SOURCE TEXT:
Rickford, MacGregor and Orfield, perhaps surprisingly, equivocate when it comes to condemning either side. Though all expressed their concern that Hardy's dismissal was inappropriate (if it indeed occurred for the reasons he believes), they're reluctant to make him a martyr.
"I don't know what it means to 'demystify,'" Orfield says, wondering about Hardy's methods. "If you repeat a word a thousand times until it deadens the nerve endings in your audience, that's not education. That's anesthesiology."
And Rickford says not to underestimate the importance of sensitive pedagogy, if only for practical reasons. "Let's say you're trying to have a conversation and meanwhile you're standing on the person's foot. If you don't take your foot off, it's unlikely that you'll achieve the larger goals of your conversation."
The ultimate irony is that another potentially edifying discussion might get silenced. Despite Besser's tense meeting with Hardy and Lites, the school maintains that Hardy's dismissal was simply a matter of finances. Consequently, its defense in the suit won't touch the issue of academic freedom unless it has to. Although JCC administrators did not reply to repeated requests for interviews, JCC lawyer Clint McTyeire made it clear that even if Hardy's exercise of the First Amendment was a cause of his dismissal, uttering the word "nigger" is not a constitutional right.
"The speech at issue here is not protected by the First Amendment. It's an internal matter," McTyeire said. "But then that's not what happened here ... The speech involved had nothing to do with the non-renewal of [Hardy's] contract."

TASK GOAL: Quote the passage above about Hardy's dismissal, starting with "Rickford, MacGregor and" and going on through "him a martyr.".

INFORMATION SHOWN:

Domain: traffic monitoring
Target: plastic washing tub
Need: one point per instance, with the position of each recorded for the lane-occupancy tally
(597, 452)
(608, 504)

SOLVED PROBLEM:
Rickford, MacGregor and Orfield, perhaps surprisingly, equivocate when it comes to condemning either side. Though all expressed their concern that Hardy's dismissal was inappropriate (if it indeed occurred for the reasons he believes), they're reluctant to make him a martyr.